-- Goal --
Write out every entry below again word for word, but leave out the pictures.

--

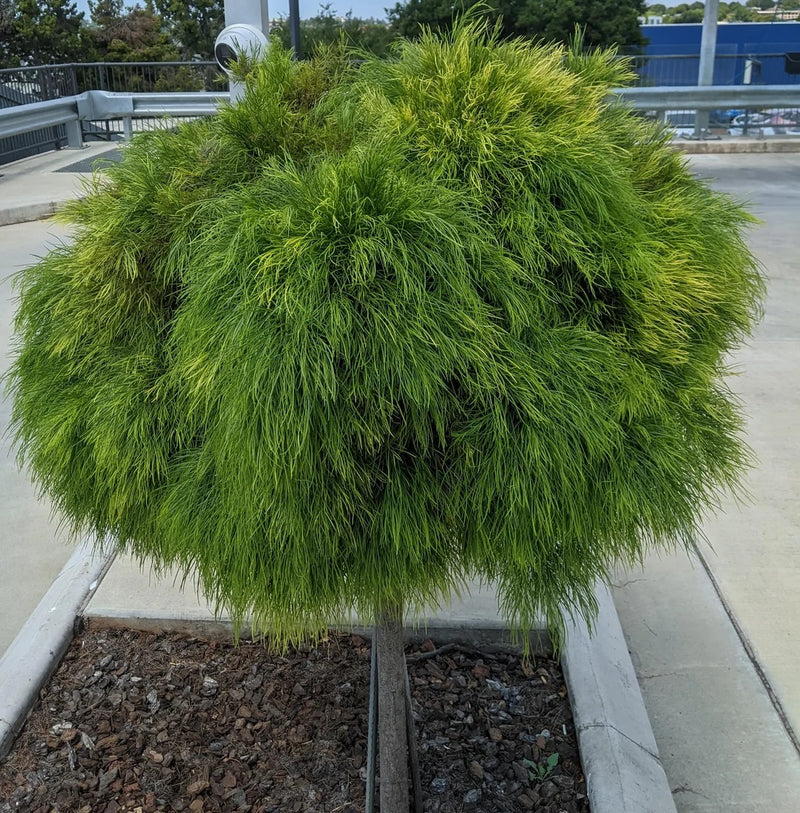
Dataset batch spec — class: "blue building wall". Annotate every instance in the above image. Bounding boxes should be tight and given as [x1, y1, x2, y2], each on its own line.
[640, 22, 800, 85]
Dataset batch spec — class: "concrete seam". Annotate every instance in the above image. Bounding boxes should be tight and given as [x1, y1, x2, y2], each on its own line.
[575, 723, 663, 767]
[692, 539, 800, 756]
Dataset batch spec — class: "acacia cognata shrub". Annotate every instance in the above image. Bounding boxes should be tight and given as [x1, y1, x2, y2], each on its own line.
[9, 22, 762, 642]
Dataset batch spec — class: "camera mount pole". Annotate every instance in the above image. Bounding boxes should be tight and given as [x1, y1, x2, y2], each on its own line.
[225, 0, 269, 102]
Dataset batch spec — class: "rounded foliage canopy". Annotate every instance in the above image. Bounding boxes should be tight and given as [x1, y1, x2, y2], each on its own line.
[9, 21, 761, 641]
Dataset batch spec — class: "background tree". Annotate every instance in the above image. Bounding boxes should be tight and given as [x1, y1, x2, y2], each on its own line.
[155, 0, 225, 59]
[2, 0, 89, 67]
[387, 0, 646, 50]
[516, 0, 647, 53]
[8, 20, 762, 813]
[270, 3, 397, 57]
[664, 2, 705, 23]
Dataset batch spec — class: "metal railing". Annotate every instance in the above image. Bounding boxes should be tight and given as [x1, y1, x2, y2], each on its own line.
[628, 53, 800, 87]
[0, 84, 800, 152]
[0, 62, 222, 164]
[0, 54, 800, 164]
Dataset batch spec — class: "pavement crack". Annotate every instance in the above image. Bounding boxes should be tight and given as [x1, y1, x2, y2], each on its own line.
[672, 785, 711, 800]
[578, 723, 663, 767]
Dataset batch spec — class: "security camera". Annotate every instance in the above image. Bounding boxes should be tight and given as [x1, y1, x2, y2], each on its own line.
[214, 23, 268, 73]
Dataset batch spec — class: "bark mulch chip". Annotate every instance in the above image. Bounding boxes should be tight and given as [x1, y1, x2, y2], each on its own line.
[0, 628, 589, 813]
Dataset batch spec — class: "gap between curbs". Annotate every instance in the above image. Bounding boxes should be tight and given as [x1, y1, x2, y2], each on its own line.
[0, 541, 676, 813]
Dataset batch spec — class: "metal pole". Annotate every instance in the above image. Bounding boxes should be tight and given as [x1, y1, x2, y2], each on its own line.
[694, 0, 719, 138]
[289, 0, 302, 59]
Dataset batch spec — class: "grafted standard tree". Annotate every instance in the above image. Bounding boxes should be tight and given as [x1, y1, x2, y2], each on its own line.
[9, 21, 762, 813]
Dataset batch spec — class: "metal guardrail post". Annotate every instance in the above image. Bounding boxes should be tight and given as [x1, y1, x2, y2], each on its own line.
[65, 119, 83, 150]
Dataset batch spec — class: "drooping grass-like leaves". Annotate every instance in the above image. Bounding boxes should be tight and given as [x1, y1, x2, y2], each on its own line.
[9, 21, 762, 643]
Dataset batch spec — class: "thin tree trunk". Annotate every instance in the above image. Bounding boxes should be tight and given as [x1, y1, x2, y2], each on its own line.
[375, 608, 409, 813]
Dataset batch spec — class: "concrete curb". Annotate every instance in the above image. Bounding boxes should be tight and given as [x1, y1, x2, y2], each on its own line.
[0, 136, 800, 226]
[0, 556, 676, 813]
[672, 137, 800, 155]
[0, 540, 114, 759]
[0, 198, 65, 226]
[561, 585, 676, 813]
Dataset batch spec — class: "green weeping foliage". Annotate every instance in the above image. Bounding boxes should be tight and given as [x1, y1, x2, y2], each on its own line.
[7, 20, 762, 645]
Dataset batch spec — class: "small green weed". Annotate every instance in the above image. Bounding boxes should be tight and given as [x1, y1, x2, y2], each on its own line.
[522, 754, 558, 782]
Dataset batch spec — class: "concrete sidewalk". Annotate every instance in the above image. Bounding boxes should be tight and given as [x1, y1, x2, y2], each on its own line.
[0, 145, 800, 813]
[0, 142, 120, 226]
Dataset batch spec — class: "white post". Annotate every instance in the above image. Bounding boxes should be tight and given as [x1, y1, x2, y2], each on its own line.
[694, 0, 719, 138]
[225, 0, 269, 102]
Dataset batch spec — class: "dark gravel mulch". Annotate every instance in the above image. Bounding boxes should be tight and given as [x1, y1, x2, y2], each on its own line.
[0, 629, 589, 813]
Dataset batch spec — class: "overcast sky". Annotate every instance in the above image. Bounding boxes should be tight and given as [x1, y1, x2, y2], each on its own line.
[76, 0, 397, 20]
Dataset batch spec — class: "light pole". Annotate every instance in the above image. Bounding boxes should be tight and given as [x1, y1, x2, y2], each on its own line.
[694, 0, 719, 139]
[220, 0, 269, 101]
[289, 0, 302, 59]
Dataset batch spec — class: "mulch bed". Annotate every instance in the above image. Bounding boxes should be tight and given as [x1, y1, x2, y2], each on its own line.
[0, 628, 589, 813]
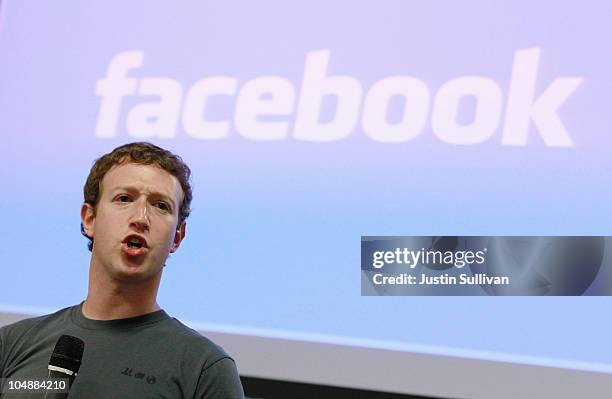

--

-- Final result --
Dataset batch spec — class: "blue building wall". Annotate every instance in the above image. Bounding boxes should be tight and given as [x1, y1, x2, y2], each on its own line.
[640, 22, 800, 85]
Dataset batch spec — class: "concrete seam". Annotate every instance in the above image. Bounding boxes should be tight and given as [x1, y1, x2, y2], each on its own line.
[575, 723, 663, 767]
[692, 539, 800, 756]
Dataset batch spec — class: "acacia cognata shrub". Annotate every instance in the above image. Bounding boxes should be tight and given as [x1, y1, x2, y2], each on its own line.
[9, 22, 762, 642]
Dataset batch spec — class: "camera mount pole". Annotate every instance in the above image. Bounding boxes should be tight and given as [x1, y1, x2, y2], each on its own line.
[225, 0, 269, 102]
Dataset batch spec — class: "rounded foliage canopy". Annotate every instance in the above image. Bounding boxes should be tight and given as [x1, y1, x2, y2], each on its own line.
[9, 21, 761, 641]
Dataset batch spec — class: "background tree". Annotate every instance in the above image. Bounding boxes should be tight and given as [x1, y1, x2, y2], each on its own line.
[155, 0, 225, 59]
[2, 0, 89, 67]
[387, 0, 646, 50]
[516, 0, 647, 53]
[8, 20, 762, 813]
[270, 3, 397, 57]
[664, 2, 705, 23]
Dataset batch spec — class: "metal railing". Annotate every instance in the above image. Bounding boxes should be tight and given as [x1, y1, x2, y2], each on its own line.
[628, 53, 800, 87]
[0, 84, 800, 152]
[0, 62, 222, 164]
[0, 54, 800, 164]
Dataset batch spec — class: "pavement crack". Annotate every instance in the above image. Bounding boxes should be tight and given as [x1, y1, x2, y2], each on its own line.
[672, 785, 711, 800]
[578, 723, 663, 767]
Dataset batch spec — class: "security camera". Annotate every instance in the above image. Bounding boxes should be tight and given as [x1, y1, x2, y2], each on its own line.
[214, 23, 268, 73]
Dataset batch spec — class: "bark mulch chip". Annotate every instance in the above image. Bounding boxes should be tight and given as [x1, y1, x2, y2], each on its own line.
[0, 628, 589, 813]
Dataset batch spec — class: "gap between curbs". Annotate every instance in the above image. Bounding boxes should be tight and given as [x1, y1, x2, y2], each on its own line.
[0, 541, 676, 813]
Dataset batch spec — class: "metal pole". Annotate every instance in the above image. Bounding boxes should be tight and given as [x1, y1, x2, y2], each on its own line.
[694, 0, 719, 138]
[289, 0, 302, 59]
Dataset batch spec — class: "grafted standard tree". Annotate every instance in the above image. Bounding boxes should be tight and given as [x1, y1, x2, y2], each on its own line.
[9, 21, 762, 813]
Dataset batch spec — class: "metal guardrail post". Annotate every instance in the above image. Bounding boxes should be tight and given as [x1, y1, x2, y2], each on its own line.
[65, 119, 83, 150]
Dataset batch spec — class: "drooping grass-like leaves". Annotate every instance in the above image. Bounding boxes should be tight and given as [x1, y1, x2, y2], each on its own line.
[9, 21, 762, 643]
Dataset batch spec — class: "thin tree trunk". Annotate every instance in the above image. Bounding boxes should be tight and given as [x1, y1, x2, y2], each on its own line.
[375, 608, 409, 813]
Dataset batch spec — class: "concrete curb". Annotate every instance in the above image. Bounding boxes should be tight and given as [x1, y1, x2, y2], each on its own line.
[0, 136, 800, 226]
[0, 556, 676, 813]
[672, 137, 800, 155]
[0, 540, 114, 759]
[0, 198, 65, 226]
[561, 585, 676, 813]
Dataset batch spec — class: "green weeping foliage". Annotate every instance in the above image. Bounding boxes should be tight and given as [x1, y1, x2, y2], each on its own line.
[7, 20, 762, 645]
Dataset batch spec — class: "small green weed". Annotate every instance in the above image. Bounding boxes should be tight and given as [x1, y1, x2, y2], each on its own line.
[522, 754, 558, 782]
Dataset batch spec — class: "concrete sidewalk". Annotate every instance in the above image. Bounding boxes should be tight and given as [x1, y1, x2, y2], each on its own line.
[0, 145, 800, 813]
[0, 142, 120, 226]
Dataset batch spec — class: "white post". Annotate every instance in the above image. Bounding boxes should be tight and given as [x1, y1, x2, y2], each on its own line.
[694, 0, 719, 138]
[225, 0, 269, 102]
Dataset batch spec — class: "dark gravel mulch". Annotate every instance in the above image. Bounding boxes should be tight and given as [x1, y1, x2, y2], each on its own line.
[0, 629, 589, 813]
Dataset batch spec — class: "overcast sky". Annotate every instance in the above image. Bounding boxes should be tight and given as [x1, y1, x2, y2], each on its own line.
[76, 0, 397, 20]
Dataset batch spec — class: "light pole". Annotate every instance in the above image. Bounding boxes should be tight and given as [x1, y1, x2, y2], each on its own line.
[694, 0, 719, 139]
[220, 0, 269, 101]
[289, 0, 302, 59]
Dataset batch spec — class: "mulch bed". Annotate every instance in the above image. Bounding boxes should be tight and given as [x1, y1, x2, y2], each on its own line.
[0, 628, 589, 813]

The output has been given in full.